----- SOURCE DATA -----

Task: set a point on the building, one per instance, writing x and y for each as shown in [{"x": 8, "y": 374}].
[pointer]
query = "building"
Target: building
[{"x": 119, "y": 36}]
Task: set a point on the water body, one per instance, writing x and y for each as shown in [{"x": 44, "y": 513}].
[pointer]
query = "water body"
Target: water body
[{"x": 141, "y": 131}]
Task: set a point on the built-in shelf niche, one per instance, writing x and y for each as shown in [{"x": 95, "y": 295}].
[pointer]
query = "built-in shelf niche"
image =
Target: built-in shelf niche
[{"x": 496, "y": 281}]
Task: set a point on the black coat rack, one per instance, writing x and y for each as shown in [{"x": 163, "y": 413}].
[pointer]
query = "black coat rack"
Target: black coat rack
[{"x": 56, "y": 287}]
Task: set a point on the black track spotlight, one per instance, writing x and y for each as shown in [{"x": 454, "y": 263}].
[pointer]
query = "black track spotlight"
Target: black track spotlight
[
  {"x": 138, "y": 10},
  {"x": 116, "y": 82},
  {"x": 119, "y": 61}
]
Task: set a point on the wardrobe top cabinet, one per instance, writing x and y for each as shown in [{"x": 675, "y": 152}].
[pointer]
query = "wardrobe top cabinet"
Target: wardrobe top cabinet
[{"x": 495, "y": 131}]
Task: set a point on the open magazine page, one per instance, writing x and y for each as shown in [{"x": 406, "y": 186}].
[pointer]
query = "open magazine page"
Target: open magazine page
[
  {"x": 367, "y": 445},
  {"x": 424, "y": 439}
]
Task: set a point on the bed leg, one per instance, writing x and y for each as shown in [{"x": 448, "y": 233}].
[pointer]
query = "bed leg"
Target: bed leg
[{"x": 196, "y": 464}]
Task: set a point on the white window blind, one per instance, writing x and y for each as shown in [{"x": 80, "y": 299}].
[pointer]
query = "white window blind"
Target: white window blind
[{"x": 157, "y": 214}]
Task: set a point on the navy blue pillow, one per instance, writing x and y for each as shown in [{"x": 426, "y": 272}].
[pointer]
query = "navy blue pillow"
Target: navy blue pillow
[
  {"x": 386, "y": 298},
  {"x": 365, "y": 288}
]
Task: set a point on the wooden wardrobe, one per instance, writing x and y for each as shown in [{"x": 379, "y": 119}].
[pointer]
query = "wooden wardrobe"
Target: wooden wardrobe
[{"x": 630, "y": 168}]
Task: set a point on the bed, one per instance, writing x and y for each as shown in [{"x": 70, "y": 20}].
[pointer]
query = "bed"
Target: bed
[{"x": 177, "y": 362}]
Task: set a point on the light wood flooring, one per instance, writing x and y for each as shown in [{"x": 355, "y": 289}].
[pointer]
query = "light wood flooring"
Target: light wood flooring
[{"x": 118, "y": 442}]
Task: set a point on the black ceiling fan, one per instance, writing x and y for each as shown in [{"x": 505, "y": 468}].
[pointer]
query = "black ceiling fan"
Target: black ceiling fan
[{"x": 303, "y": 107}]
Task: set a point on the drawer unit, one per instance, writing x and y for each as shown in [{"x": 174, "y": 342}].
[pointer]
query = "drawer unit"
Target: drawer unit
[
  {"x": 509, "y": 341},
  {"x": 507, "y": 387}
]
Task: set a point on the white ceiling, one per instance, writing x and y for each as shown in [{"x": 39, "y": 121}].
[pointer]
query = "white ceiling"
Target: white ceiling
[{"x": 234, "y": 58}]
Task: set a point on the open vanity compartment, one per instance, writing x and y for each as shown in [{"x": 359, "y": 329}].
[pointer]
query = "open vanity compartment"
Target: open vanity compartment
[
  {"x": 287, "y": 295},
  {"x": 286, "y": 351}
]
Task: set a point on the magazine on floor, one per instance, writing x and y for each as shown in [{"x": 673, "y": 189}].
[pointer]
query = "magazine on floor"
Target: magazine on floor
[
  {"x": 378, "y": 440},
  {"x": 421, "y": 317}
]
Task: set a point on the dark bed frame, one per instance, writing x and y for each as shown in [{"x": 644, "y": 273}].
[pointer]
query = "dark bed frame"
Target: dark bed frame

-----

- **WHAT YOU HAVE TO DO**: Count the lines in these records that hold the string "frame". Only the number is wanted.

- **SOLUTION TO THIS EXERCISE**: 3